- [Source passage]
# # # # #
Chi-Square Analysis Using R
Analysis With Contingency Table Data
If you are given frequency data in a contingency table, you can create a data matrix to analyze the data. For example, here are the observed frequencies from the examples above.
Transmission Risk |
Disclosed | No Disclosure | Total |
IV Drug Use |
35 (67%) 13 (52%) 29 (58%) |
17 12 21 |
52 25 50 |
Total |
77 (60.6%) | 50 | 127 |
To create the contingency table in R we would create a data object (let's arbitrarily call it "datatable") and then use the matrix function and entering the frequencies in a very specific order as shown below. First we enter the three observed counts in the first column in order and then enter the three observed counts in the the second column. We also have to specify the number of rows and the number of columns. Once we enter the data, we can check the results by simply giving the command "datatable". Lastly, we use the chisq.test function.
> datatable <- matrix(c(35,13,29,17,12,21),nrow=3,ncol=2)
> datatable
[,1] [,2]
[1,] 35 17
[2,] 13 12
[3,] 29 21
> chisq.test(datatable,correct=FALSE)
Output:
Pearson's Chi-squared test
data: datatable
X-squared = 1.8963, df = 2, p-value = 0.3875
Analysis with Raw Data from a Data Set
Alternatively, if you have raw data, you can create a contingency table from the raw data using the "table" function and then use chisq.test as shown in the example below which uses raw data from the Framingham Heart Study to look at the association between hypertension (hypert) and risk of developing coronary heart disease (chd). Note that when R creates the contingency table from raw data, it always lists the lowest alphanumeric category first. In this case the categories of hypertension are 0 (no) first and then 1 (yes). Similarly, the columns of the table list chd=0 first and chd=1 second.
# # # # #
- [Material provided]
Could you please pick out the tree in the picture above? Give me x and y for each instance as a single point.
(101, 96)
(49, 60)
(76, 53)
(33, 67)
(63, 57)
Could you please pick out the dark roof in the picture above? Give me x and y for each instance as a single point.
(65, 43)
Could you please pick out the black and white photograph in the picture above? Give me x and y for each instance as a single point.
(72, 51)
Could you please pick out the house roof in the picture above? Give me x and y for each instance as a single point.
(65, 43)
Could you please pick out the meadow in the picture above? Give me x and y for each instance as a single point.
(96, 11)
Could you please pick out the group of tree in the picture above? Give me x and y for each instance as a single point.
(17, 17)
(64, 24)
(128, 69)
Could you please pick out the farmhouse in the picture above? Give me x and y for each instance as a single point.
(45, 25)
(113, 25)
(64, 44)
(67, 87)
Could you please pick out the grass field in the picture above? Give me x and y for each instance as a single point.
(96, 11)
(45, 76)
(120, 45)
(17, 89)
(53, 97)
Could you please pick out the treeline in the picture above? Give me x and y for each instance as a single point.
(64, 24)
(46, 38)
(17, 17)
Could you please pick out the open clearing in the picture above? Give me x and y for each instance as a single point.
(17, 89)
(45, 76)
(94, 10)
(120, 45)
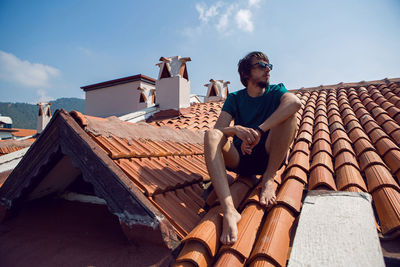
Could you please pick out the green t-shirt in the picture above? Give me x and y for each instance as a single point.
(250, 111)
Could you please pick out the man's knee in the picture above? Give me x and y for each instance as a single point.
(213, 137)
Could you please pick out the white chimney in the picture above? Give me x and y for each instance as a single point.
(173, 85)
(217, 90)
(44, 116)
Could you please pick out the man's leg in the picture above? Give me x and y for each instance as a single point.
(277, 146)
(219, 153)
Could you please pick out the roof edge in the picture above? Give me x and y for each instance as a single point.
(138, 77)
# # # # #
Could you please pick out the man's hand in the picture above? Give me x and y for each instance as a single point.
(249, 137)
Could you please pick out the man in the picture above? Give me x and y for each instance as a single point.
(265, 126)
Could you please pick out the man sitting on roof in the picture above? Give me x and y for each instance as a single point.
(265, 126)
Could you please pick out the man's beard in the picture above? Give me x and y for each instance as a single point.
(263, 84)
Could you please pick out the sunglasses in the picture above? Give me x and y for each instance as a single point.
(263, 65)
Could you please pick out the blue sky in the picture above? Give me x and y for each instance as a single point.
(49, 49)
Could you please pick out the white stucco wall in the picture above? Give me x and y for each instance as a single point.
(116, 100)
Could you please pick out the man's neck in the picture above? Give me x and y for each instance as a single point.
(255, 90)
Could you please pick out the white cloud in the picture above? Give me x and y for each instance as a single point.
# # # # #
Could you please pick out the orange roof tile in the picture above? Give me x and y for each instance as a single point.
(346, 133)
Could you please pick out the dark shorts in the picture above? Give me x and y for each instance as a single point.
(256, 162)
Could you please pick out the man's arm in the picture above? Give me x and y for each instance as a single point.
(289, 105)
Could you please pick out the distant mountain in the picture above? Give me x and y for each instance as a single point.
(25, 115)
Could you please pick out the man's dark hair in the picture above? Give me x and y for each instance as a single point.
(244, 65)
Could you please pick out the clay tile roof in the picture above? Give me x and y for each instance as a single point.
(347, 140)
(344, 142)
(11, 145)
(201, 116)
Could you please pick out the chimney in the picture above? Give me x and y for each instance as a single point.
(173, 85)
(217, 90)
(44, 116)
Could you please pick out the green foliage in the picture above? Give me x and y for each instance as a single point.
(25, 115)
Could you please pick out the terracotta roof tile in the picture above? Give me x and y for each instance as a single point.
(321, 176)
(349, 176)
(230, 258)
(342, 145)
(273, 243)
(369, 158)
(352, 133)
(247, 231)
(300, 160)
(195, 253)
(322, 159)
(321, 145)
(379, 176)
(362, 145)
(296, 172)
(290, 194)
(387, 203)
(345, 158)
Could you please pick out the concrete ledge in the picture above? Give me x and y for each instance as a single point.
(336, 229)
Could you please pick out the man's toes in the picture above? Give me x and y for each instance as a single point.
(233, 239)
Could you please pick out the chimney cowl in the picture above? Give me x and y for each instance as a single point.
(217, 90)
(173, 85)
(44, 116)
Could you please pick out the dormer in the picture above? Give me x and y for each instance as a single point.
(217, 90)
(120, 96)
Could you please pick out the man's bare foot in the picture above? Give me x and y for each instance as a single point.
# # # # #
Answer these from the page on chi-square analysis in R:
(a) Which R function does the page use to build a contingency table from raw data?
(b) What p-value does the chi-squared test report for "datatable"?
(c) When R creates a contingency table from raw data, which category does it always list first?

- [Answer to this exercise]
(a) The "table" function.
(b) 0.3875.
(c) The lowest alphanumeric category.